Could you render every line of the material below as a JSON list of strings, one string per line, with blank lines left out?

☆ ☆ ☆ ☆ ☆

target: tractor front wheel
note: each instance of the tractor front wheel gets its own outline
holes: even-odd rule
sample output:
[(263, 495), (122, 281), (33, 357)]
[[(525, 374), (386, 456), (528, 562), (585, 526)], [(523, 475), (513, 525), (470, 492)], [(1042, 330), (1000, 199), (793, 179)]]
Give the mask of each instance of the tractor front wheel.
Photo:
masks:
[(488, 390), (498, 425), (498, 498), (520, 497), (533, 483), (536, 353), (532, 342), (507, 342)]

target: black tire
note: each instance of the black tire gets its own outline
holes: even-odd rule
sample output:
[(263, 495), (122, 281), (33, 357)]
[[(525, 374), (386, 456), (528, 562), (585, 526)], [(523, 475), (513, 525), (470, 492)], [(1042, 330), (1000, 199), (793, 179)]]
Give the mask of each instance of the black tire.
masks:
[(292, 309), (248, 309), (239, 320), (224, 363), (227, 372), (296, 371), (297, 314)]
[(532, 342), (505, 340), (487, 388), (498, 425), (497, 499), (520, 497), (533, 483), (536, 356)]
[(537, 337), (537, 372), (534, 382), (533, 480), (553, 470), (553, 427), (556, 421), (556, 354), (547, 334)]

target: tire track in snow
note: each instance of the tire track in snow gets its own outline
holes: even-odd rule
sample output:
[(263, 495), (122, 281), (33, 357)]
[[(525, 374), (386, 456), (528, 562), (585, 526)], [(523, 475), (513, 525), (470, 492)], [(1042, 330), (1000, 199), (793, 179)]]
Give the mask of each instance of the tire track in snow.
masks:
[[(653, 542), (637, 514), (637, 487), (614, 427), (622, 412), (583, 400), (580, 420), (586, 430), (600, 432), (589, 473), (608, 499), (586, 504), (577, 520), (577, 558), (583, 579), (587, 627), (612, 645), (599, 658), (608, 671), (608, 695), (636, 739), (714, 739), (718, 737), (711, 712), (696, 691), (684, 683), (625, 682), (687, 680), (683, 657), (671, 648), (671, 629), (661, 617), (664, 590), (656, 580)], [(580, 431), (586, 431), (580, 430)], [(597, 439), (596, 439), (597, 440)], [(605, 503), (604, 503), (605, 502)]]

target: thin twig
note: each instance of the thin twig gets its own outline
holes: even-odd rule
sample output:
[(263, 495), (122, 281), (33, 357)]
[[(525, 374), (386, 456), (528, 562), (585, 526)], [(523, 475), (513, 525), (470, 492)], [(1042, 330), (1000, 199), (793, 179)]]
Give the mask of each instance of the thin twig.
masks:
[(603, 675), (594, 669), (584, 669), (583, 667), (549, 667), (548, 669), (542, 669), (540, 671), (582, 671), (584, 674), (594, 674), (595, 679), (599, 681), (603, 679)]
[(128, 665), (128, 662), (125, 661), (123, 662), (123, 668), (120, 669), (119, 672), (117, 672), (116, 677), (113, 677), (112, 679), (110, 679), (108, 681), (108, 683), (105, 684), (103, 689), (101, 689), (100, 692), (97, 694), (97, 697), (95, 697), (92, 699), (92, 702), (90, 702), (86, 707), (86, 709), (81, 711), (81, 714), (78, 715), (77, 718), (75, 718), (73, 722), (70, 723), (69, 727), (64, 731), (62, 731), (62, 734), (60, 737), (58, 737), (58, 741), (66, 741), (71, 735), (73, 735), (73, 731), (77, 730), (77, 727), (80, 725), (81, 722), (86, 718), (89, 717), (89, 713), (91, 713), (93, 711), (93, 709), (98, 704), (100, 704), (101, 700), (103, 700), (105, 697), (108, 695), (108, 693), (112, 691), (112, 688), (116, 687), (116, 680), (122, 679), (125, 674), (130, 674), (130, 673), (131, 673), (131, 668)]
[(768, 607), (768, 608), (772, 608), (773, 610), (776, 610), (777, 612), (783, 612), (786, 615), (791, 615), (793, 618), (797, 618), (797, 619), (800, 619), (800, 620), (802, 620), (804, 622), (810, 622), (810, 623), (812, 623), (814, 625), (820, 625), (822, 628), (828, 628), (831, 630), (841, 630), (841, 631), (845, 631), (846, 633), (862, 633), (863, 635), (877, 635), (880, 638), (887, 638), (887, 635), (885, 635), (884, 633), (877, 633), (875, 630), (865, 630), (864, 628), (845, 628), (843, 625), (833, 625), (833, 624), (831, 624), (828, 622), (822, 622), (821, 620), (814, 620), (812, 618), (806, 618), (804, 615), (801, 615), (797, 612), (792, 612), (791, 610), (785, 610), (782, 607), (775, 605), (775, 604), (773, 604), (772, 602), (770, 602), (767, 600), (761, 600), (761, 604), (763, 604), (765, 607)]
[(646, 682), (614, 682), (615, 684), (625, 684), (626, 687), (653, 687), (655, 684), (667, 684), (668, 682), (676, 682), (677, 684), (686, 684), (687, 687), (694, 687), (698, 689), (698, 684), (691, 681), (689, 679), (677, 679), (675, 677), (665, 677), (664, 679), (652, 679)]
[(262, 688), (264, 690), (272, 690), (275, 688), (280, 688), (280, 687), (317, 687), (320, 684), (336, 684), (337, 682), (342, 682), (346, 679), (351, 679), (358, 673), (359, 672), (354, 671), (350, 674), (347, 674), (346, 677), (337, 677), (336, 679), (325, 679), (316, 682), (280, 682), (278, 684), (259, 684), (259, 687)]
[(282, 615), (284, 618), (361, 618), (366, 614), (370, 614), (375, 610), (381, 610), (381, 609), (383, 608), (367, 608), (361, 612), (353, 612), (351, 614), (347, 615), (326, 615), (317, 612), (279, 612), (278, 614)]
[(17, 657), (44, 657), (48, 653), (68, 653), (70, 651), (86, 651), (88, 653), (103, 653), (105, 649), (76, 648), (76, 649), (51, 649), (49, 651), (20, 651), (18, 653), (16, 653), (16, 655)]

☆ ☆ ☆ ☆ ☆

# TASK RESULT
[
  "target: tractor front wheel",
  "note: each instance of the tractor front wheel gets its own outline",
  "holes: even-odd rule",
  "sample output:",
  "[(263, 495), (122, 281), (33, 357)]",
  "[[(525, 374), (386, 456), (528, 562), (585, 526)], [(523, 475), (513, 525), (470, 492)], [(1042, 330), (1000, 199), (793, 179)]]",
  "Give the mask of each instance of the tractor front wheel.",
  "Photo:",
  "masks:",
  "[(488, 390), (498, 425), (498, 498), (520, 497), (533, 483), (536, 353), (532, 342), (507, 342)]",
  "target: black tire",
  "note: each instance of the black tire gets its own outline",
  "holes: even-odd rule",
  "sample output:",
  "[(263, 495), (122, 281), (33, 357)]",
  "[[(525, 374), (386, 456), (528, 562), (585, 526)], [(523, 475), (513, 525), (470, 492)], [(1042, 330), (1000, 199), (793, 179)]]",
  "Give the mask of each instance of the black tire.",
  "masks:",
  "[(292, 309), (248, 309), (239, 320), (224, 363), (227, 372), (296, 371), (297, 314)]",
  "[(532, 342), (505, 340), (487, 388), (498, 425), (497, 499), (520, 497), (533, 483), (536, 356)]",
  "[(537, 337), (537, 372), (534, 382), (533, 480), (553, 470), (553, 427), (556, 421), (556, 354), (547, 334)]",
  "target: tire track in snow",
  "note: each instance of the tire track in snow gets its own outline",
  "holes: even-odd rule",
  "sample output:",
  "[(263, 495), (122, 281), (33, 357)]",
  "[[(525, 374), (386, 456), (528, 562), (585, 526)], [(523, 475), (513, 525), (470, 492)], [(1042, 330), (1000, 199), (793, 179)]]",
  "Give the mask of each instance of the tire track in snow.",
  "masks:",
  "[[(653, 542), (637, 514), (637, 487), (614, 427), (622, 412), (583, 400), (580, 420), (586, 430), (600, 432), (589, 473), (608, 499), (586, 504), (577, 520), (577, 558), (583, 579), (587, 627), (612, 645), (599, 658), (608, 671), (608, 695), (636, 739), (714, 739), (718, 737), (711, 712), (696, 691), (684, 683), (625, 682), (687, 680), (683, 657), (671, 648), (671, 629), (661, 617), (664, 590), (656, 580)], [(580, 431), (586, 431), (580, 430)], [(597, 439), (596, 439), (597, 440)], [(605, 503), (604, 503), (605, 502)]]",
  "target: thin twig",
  "note: each instance of the thin twig gets its own outline",
  "holes: even-odd rule",
  "sample output:",
  "[(263, 495), (122, 281), (33, 357)]",
  "[[(525, 374), (386, 456), (528, 562), (585, 526)], [(523, 475), (513, 525), (470, 492)], [(1042, 330), (1000, 199), (793, 179)]]",
  "Give the mask of each instance of the thin twig.",
  "masks:",
  "[(603, 675), (594, 669), (584, 669), (583, 667), (549, 667), (548, 669), (542, 669), (540, 671), (582, 671), (584, 674), (594, 674), (595, 679), (599, 681), (603, 679)]",
  "[(128, 665), (128, 662), (125, 661), (123, 662), (123, 668), (120, 669), (119, 672), (117, 672), (116, 677), (113, 677), (112, 679), (110, 679), (108, 681), (108, 683), (105, 684), (103, 689), (101, 689), (100, 692), (97, 694), (97, 697), (95, 697), (92, 699), (92, 702), (90, 702), (86, 707), (86, 709), (81, 711), (81, 714), (78, 715), (77, 718), (75, 718), (73, 722), (70, 723), (69, 727), (64, 731), (62, 731), (62, 734), (60, 737), (58, 737), (58, 741), (66, 741), (71, 735), (73, 735), (73, 731), (77, 730), (77, 727), (80, 725), (81, 722), (86, 718), (89, 717), (89, 713), (91, 713), (93, 711), (93, 709), (98, 704), (100, 704), (101, 700), (103, 700), (105, 697), (108, 695), (108, 693), (112, 691), (112, 688), (116, 687), (116, 680), (122, 679), (125, 674), (130, 674), (130, 673), (131, 673), (131, 668)]",
  "[(768, 607), (768, 608), (772, 608), (773, 610), (776, 610), (777, 612), (783, 612), (786, 615), (791, 615), (793, 618), (797, 618), (797, 619), (800, 619), (800, 620), (802, 620), (804, 622), (810, 622), (810, 623), (812, 623), (814, 625), (820, 625), (822, 628), (828, 628), (831, 630), (841, 630), (841, 631), (845, 631), (846, 633), (862, 633), (863, 635), (877, 635), (880, 638), (887, 638), (887, 635), (885, 635), (884, 633), (877, 633), (875, 630), (865, 630), (864, 628), (845, 628), (843, 625), (833, 625), (833, 624), (831, 624), (828, 622), (822, 622), (821, 620), (814, 620), (812, 618), (806, 618), (804, 615), (801, 615), (797, 612), (792, 612), (791, 610), (785, 610), (782, 607), (775, 605), (775, 604), (773, 604), (772, 602), (770, 602), (767, 600), (761, 600), (761, 604), (763, 604), (765, 607)]",
  "[(646, 682), (614, 682), (615, 684), (625, 684), (626, 687), (653, 687), (655, 684), (667, 684), (668, 682), (676, 682), (677, 684), (686, 684), (687, 687), (694, 687), (698, 689), (698, 684), (691, 681), (689, 679), (677, 679), (675, 677), (665, 677), (664, 679), (652, 679)]",
  "[(262, 688), (264, 690), (272, 690), (275, 688), (280, 688), (280, 687), (317, 687), (320, 684), (336, 684), (337, 682), (342, 682), (346, 679), (351, 679), (358, 673), (359, 672), (354, 671), (350, 674), (347, 674), (346, 677), (337, 677), (336, 679), (325, 679), (316, 682), (280, 682), (278, 684), (259, 684), (259, 687)]",
  "[(282, 615), (284, 618), (361, 618), (366, 614), (370, 614), (375, 610), (381, 610), (381, 609), (383, 608), (367, 608), (361, 612), (353, 612), (351, 614), (347, 615), (326, 615), (317, 612), (279, 612), (278, 614)]",
  "[(17, 657), (44, 657), (48, 653), (68, 653), (70, 651), (86, 651), (88, 653), (103, 653), (105, 649), (76, 648), (76, 649), (51, 649), (49, 651), (20, 651), (18, 653), (16, 653), (16, 655)]"
]